= Directive 1 =
In the forum thread on Barr GH booster dosage, list every ingredient in the booster mix along with its stated amount.
= Directive 2 =
Write the next part of the forum thread on Barr GH booster dosage, starting right after its last line.

= Text extract =
★ ★ ★ ★ ★ ★ ★

# Barrs GH booster dosage?



## Bert2oo1 (11 Mar 2017)

Hey guys I've recently made a Barr GH booster. My water is extremely soft from the tap (1kh 1gh) with a TDS of 40ppm. 

The mix I have made is 
100g of Epsom salts
300g calcium sulphate
300g potassium sulphate. 

That's 1 part mg 3 parts calcium 3 parts potassium. 

My tank is a 60g.

The EI dosage guide says dose 1tsp of the Barr booster to a 60-80g aquarium. 

Rotala butterfly calc tells me I need to add 77g at water change... Or if I make a 500ml solution and dose 20ml it says to mix 1g into 500ml of RO water???

1 tsp is very different to 77g so my question is.. What dosage should I dose? This whole thing has got me very confused?


----------



## Mortis (18 Mar 2017)

I think the rotala one is wrong. 77gm is a huge amout. 1 tsp should be more than enough


----------



## Bert2oo1 (18 Mar 2017)

★ ★ ★ ★ ★ ★ ★

A run of records:
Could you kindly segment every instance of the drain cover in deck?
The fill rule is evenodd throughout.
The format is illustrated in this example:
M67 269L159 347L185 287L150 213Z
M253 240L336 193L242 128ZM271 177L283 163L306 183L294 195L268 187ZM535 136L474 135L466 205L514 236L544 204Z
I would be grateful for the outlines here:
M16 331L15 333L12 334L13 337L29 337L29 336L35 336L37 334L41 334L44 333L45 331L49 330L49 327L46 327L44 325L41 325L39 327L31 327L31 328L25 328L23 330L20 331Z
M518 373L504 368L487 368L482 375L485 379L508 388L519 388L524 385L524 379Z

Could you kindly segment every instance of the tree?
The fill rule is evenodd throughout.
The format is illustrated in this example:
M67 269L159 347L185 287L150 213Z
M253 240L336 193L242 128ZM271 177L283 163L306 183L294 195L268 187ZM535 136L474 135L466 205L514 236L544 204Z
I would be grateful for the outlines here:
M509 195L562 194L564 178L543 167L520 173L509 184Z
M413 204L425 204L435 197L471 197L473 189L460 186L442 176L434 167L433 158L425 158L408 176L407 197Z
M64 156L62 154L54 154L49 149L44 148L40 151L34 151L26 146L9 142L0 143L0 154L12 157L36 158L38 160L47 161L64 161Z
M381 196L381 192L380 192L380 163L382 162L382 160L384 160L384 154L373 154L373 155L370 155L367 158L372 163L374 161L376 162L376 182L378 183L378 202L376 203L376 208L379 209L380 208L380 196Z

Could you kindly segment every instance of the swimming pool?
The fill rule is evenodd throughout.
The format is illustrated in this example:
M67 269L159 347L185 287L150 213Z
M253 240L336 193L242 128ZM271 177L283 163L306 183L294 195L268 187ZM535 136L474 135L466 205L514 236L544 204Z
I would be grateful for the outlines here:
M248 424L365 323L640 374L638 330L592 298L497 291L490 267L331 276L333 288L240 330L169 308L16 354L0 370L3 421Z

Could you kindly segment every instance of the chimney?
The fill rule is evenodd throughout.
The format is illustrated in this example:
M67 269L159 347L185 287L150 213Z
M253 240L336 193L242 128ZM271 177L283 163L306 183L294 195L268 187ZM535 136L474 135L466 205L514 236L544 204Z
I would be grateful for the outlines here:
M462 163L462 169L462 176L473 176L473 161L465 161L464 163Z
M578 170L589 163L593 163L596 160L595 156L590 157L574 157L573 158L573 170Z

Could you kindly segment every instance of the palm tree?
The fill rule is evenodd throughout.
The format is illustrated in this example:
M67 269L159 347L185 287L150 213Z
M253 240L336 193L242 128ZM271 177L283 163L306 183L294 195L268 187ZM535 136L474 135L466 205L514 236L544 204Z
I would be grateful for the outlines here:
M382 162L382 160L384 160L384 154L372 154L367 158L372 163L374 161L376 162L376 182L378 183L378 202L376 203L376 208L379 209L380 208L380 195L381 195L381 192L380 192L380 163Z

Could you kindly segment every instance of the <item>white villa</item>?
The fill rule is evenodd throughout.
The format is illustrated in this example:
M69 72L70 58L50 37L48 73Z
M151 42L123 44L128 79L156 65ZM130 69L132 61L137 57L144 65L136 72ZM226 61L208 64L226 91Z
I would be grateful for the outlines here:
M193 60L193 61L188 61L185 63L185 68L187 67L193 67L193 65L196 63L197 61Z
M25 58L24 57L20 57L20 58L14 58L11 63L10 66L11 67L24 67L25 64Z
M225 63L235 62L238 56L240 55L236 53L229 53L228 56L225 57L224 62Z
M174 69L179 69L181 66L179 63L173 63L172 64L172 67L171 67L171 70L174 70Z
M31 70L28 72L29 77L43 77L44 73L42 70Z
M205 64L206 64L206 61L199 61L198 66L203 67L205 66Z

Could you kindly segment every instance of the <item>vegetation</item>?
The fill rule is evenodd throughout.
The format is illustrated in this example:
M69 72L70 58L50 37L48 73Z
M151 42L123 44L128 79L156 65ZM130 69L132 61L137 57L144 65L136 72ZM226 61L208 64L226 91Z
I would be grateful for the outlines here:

★ ★ ★ ★ ★ ★ ★

= Exercise result 1 =
100g of Epsom salts
300g calcium sulphate
300g potassium sulphate

= Exercise result 2 =
Mortis said:


> I think the rotala one is wrong. 77gm is a huge amout. 1 tsp should be more than enough



Thanks for the reply, I ended up going with 11.5g mg and 12.5g of CA. 

Had my first trial last week and the difference is noticeable already. Plants have perked up and I'm getting good growth rate


Sent from my iPhone using Tapatalk


----------



## rebel (18 Mar 2017)

Aim for TDS of around 150 or so after the dose. I reckon one teaspoon will be plenty. MY water is very similar and I dose similarly from an identical mix.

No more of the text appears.